Erie and State Choice of Law

Vertical Uniformity and Horizontal Chaos


Chapter 10 suggests that the whole Erie problem was the framers’ fault, for creating a federal form of government. But that isn’t really true. Another part of the problem is the colonists’ fault because they settled in separate colonies. Those colonies developed more or less independently for 150 years before they became states, and they retain a great deal of autonomy under our constitution. This autonomy—from each other as well as from federal control—has some very interesting consequences for our judicial system.

A fundamental consequence, not generally appreciated, is that “the law” governing many types of claims can differ from state to state. The law of torts, for example, can be, and often is, one thing in Rome, Wisconsin, and another in Athens, Ohio. As “Easy Erie” explains, there is no general federal authority to “make” common law in areas such as tort law, so each state has to make its own. Also, there is nothing in the Constitution or in nature that says Wisconsin has to make the same tort law that Ohio does. Very frequently they don’t, so that a tort case might come out differently if it were decided under Ohio law than it would if it were decided under Wisconsin law. The same is true in many other areas, such as commercial law, probate, contracts, and property. In this respect, the states are a little like independent countries, each of which has the authority to develop its own rules of law to apply to its own cases.

This phenomenon, that the 50 states may have 50 different rules on the duty of care to a trespasser, or the enforcement of exclusive contracts, is in itself surprising but tolerable. It is part of the price we pay for having a system of divided sovereignty, in which the states retain the power to make law in the many areas not delegated to the federal government. But this doctrine of state autonomy has a very unruly stepchild, the problem of “choice of law,” which bedevils state courts as well as federal ones. This chapter explores the interaction of Erie’s state law mandate with the curious quagmire[1] known as choice of law.

[1]. The “quagmire” and “dismal swamp” metaphors are from Prosser’s famous quotation; see p. 232.

→ EXERCISE A
Can you rewrite the part of the records that opens with the line containing "Point out the small" and runs through the end of the records, with the requests included and unchanged, and scale each answer coordinate by 0.8, rounding to whole numbers with halves going up?
The text and the records below it come from unrelated sources.

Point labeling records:
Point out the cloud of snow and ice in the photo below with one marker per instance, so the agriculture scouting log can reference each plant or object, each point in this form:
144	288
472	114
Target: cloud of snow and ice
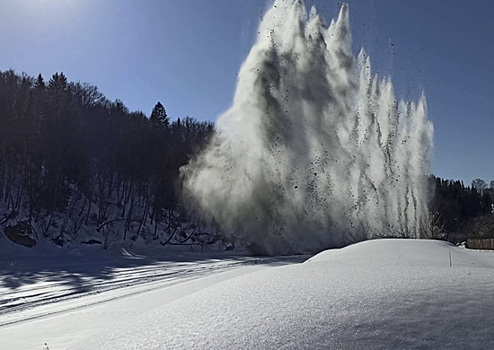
315	150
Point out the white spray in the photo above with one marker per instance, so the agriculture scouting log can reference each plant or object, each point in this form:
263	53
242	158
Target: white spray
315	152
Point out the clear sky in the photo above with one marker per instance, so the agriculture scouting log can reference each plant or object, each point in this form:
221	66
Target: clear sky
186	54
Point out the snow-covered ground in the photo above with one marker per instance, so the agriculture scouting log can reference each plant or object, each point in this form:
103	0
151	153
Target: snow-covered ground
58	297
383	294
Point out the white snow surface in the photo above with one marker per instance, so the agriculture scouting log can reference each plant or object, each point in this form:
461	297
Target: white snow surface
53	298
382	294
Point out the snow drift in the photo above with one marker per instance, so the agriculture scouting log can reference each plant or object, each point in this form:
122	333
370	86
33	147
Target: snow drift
381	294
315	150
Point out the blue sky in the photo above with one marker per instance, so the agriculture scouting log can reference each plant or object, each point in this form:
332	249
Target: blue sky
186	54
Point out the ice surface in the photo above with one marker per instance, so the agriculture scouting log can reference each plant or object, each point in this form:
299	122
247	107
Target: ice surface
383	294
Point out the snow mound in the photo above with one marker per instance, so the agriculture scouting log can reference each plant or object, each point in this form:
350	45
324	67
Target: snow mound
385	294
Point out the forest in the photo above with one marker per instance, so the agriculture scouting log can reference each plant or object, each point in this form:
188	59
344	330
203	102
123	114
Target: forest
71	162
75	166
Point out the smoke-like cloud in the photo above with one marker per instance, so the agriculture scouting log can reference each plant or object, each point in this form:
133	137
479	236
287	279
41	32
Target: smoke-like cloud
315	150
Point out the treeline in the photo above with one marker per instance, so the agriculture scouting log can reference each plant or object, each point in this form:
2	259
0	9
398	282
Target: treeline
461	211
72	161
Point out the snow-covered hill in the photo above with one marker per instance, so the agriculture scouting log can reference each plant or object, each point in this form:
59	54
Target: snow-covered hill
383	294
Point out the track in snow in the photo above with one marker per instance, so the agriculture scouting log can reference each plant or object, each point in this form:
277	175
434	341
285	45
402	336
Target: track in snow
39	286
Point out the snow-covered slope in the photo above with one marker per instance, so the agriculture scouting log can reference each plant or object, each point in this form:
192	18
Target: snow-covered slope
385	294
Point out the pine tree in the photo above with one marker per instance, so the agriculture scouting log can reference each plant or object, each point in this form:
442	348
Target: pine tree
158	115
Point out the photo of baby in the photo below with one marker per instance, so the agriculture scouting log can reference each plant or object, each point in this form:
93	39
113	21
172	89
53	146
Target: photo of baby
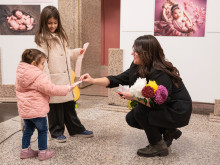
19	19
180	18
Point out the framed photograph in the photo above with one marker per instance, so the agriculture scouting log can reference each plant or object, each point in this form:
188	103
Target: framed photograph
180	18
19	19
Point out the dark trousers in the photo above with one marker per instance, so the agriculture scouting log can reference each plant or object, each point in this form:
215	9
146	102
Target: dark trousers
138	118
30	124
64	114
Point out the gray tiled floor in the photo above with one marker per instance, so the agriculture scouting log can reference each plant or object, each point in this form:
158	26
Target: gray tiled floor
115	142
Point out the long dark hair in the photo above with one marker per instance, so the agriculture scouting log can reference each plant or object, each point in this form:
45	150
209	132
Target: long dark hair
152	56
43	32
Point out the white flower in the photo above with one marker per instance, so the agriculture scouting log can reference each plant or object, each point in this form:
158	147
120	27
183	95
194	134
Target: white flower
137	87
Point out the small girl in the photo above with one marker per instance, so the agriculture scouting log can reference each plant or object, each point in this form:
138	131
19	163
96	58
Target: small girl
53	41
33	91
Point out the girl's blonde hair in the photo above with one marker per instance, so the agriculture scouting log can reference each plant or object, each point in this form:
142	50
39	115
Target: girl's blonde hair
30	55
43	32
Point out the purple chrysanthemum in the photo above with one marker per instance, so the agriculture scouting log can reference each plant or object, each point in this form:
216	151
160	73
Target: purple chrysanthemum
148	92
160	95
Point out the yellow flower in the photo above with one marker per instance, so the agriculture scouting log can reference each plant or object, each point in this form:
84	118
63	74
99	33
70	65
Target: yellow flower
153	85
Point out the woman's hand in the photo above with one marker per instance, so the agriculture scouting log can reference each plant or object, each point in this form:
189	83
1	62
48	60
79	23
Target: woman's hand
87	78
81	51
127	95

→ EXERCISE B
Can you return, word for word, the part of the Erie choice-of-law text that opens with the words "Erie and State" and closes with "our judicial system."?

→ WORKED SOLUTION A
Point out the small girl in the photo above with one marker per instance, so the agriculture scouting log can reference each plant or object, each point in this form:
138	131
19	163
96	58
Target: small girl
42	33
26	73
Point out the girl's blonde hair in the photo above with one marker per instance, so the agriculture scouting log can reference each plant or object, each point in this form:
142	50
39	115
Target: girl's blonde hair
24	44
34	26
Point out the purple chrysanthemum in the photo above with one marker per instance, so the agriculture scouting log can reference each plant or object, each point in this form:
216	151
160	73
Target: purple chrysanthemum
118	74
128	76
Point out the yellow flower in the photo above with one marker per instance, so the agriculture scouting log can reference each plant or object, each point in this form:
84	118
63	74
99	33
70	65
Target: yellow flower
122	68
Point out the woman's hand in the photo above with one marker per instance, so the agriculture scouting log can reference each plant or object, each point in this form:
189	83
1	62
48	60
79	23
Target: woman's hand
70	62
65	41
102	76

→ WORKED SOLUTION B
Erie and State Choice of Law

Vertical Uniformity and Horizontal Chaos


Chapter 10 suggests that the whole Erie problem was the framers’ fault, for creating a federal form of government. But that isn’t really true. Another part of the problem is the colonists’ fault because they settled in separate colonies. Those colonies developed more or less independently for 150 years before they became states, and they retain a great deal of autonomy under our constitution. This autonomy—from each other as well as from federal control—has some very interesting consequences for our judicial system.